## Document extract
-- BEGIN --

# 1960 Buck



## seeingred (Jul 24, 2005)

This was emailed to me today along with the following story.... not too shabby.

Hit by car in developed area around 1960 yesterday afternoon...pic taken
with cell phone. Zoom in and check out right g1 with 6 inch fishhook
tine coming off of it. Some workers were trying to load it in their
truck but were nervous about touching it. Ha! I would have put that
deer in the front seat with me.


----------



## BATWING (May 9, 2008)

Oh Sweet Jesus!


----------



## El Cazador (Mar 4, 2005)

I'd be nervous too...he looks like he's still alive!


----------



## SSMike (Aug 15, 2005)

Holy ****....


----------



## Redfishr (Jul 26, 2004)

OMG what a monster.......


----------



## quickstix (Dec 23, 2007)

O M G !!!!!


----------



## combscw (Jan 9, 2008)

*Nice*

Man that's ridiculous. All those miles I drive to hunt for deer no where close to that.


----------



## bohunk1 (Nov 12, 2006)

wow!!!!


----------



## dbarham (Aug 13, 2005)

yeah we painted a new apartment complex in that area and a nice 10 point wandered into one of the unfinished apartments with some workers inside. they pooped themselves the deer about killed them before leapin out the window. there was also a good droptine buck hit in the liverpool area dude loaded em up got him mounted and the warden came a knocking they took the deer and him!


----------



## catchysumfishy (Jul 19, 2008)

DAYUM......


----------



## Richlyn Concepts (May 12, 2006)

Super nice! I have seen some big ones in that area. My dentist is right down the road.

-- END --

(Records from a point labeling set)
-- BEGIN --

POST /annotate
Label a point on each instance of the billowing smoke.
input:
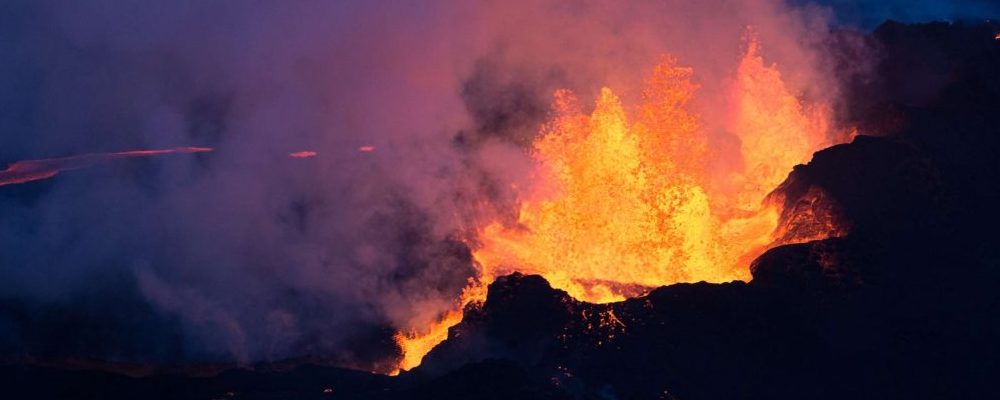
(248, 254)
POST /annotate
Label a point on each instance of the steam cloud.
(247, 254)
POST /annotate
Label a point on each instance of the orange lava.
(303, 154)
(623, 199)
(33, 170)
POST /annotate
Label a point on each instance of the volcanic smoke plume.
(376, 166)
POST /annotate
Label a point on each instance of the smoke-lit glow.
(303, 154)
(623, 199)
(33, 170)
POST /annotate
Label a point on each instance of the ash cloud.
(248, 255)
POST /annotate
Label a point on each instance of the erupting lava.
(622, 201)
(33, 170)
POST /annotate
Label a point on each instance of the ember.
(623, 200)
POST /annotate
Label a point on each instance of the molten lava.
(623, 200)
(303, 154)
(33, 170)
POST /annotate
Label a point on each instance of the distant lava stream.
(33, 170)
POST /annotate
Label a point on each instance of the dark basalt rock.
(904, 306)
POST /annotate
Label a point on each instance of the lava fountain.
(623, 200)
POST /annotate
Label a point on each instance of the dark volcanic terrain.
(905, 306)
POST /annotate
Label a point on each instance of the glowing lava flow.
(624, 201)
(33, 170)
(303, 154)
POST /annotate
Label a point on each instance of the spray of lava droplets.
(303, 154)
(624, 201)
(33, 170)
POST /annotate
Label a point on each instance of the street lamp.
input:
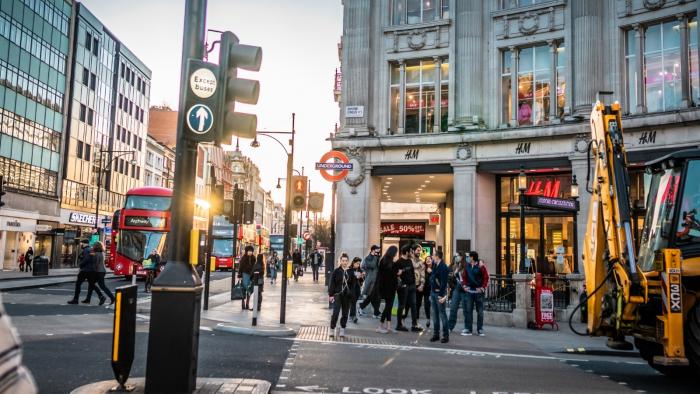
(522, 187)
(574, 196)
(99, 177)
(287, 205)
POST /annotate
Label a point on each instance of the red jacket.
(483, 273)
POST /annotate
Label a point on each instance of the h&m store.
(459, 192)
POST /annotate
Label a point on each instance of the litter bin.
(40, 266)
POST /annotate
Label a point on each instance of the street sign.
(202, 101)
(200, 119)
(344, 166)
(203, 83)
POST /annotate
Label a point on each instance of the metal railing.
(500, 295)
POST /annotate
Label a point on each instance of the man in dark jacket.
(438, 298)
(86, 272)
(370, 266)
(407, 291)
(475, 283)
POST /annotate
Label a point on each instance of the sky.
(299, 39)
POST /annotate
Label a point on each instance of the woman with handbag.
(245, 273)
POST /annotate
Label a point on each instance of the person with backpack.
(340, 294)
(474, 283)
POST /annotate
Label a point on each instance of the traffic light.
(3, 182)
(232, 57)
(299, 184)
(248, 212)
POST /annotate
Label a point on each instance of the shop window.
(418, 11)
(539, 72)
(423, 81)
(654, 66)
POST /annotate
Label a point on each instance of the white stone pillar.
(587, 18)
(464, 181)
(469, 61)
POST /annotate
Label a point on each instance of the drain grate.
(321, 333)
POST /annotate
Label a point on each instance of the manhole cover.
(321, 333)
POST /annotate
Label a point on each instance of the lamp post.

-- END --

## Aim
Give the next few replies in the 1960 Buck forum thread, starting after its final post.

## Expected answer
----------



## scwine (Sep 7, 2006)

*I quit.*


----------



## BigDawg123 (Dec 27, 2007)

1960 where? It's a pretty long road.


----------



## Richlyn Concepts (May 12, 2006)

BigDawg123 said:


> 1960 where? It's a pretty long road.


Looks like 1960 @ Northgate between the church and the country club.


----------



## D.L. (Sep 13, 2007)

I grew up right there and I never saw them that big!







It does kinda look like discount tire in the background.


Richlyn Concepts said:


> Looks like 1960 @ Northgate between the church and the country club.


----------



## Cactus (Jan 16, 2006)

i dont think so


----------



## Profish00 (May 21, 2004)

Huh


----------



## Jfreeman (Nov 3, 2004)

It's true a buddy of mine lives in the area, his taxidermist knows the guy who picked it up.


----------



## 10RBetter (Jan 4, 2008)

Go figure!!


----------



## surf-n-turf (Mar 19, 2005)

That's a good one. Luv them dark horns


----------



## Richlyn Concepts (May 12, 2006)

Got this off of another site:

"I drove by Northgate on the way to work to verify the pic. Yep, that pic is directly across from Discount Tire at Northgate. What a buck!!"

http://discussions.texasbowhunter.com/forums/showthread.php?t=60617


----------



## FISHNNUTT (Oct 27, 2007)

Nice buck !!
Used to work out in that area for the Sheriffs Dept. Worked night shift
saw quite a few big bucks out there in the late 1970s. Biggest buck I've
ever saw was in Rosewood Cemetery off Old Humble rd. watched him for several
years.Only time I saw him was in the cemetery during deer season !!


----------



## Fishdaze (Nov 16, 2004)

Richlyn Concepts said:


> Got this off of another site:
> 
> "I drove by Northgate on the way to work to verify the pic. Yep, that pic is directly across from Discount Tire at Northgate. What a buck!!"
> 
> http://discussions.texasbowhunter.com/forums/showthread.php?t=60617


Has anyone put up a tripod there yet???????:tongue:


----------



## O6DODGE (Oct 23, 2008)

Dang I wish that SOB would walk through my backyard.


----------



## drathe3112 (May 30, 2008)

Biggest buck I have ever seen on the hoof was on Kuykendahl just south of 1960 in the Bammel gas fields. Those little thickets have lots of deer in them.


----------



## Viking48 (Jan 24, 2006)

I lived in Olde Oaks a few years back and used to see deer but never saw one like that. WOW. I should have put a feeder in my back yard.


----------



## grandpa cracker (Apr 7, 2006)

Gotta love the reply by Scwine. 2Funny.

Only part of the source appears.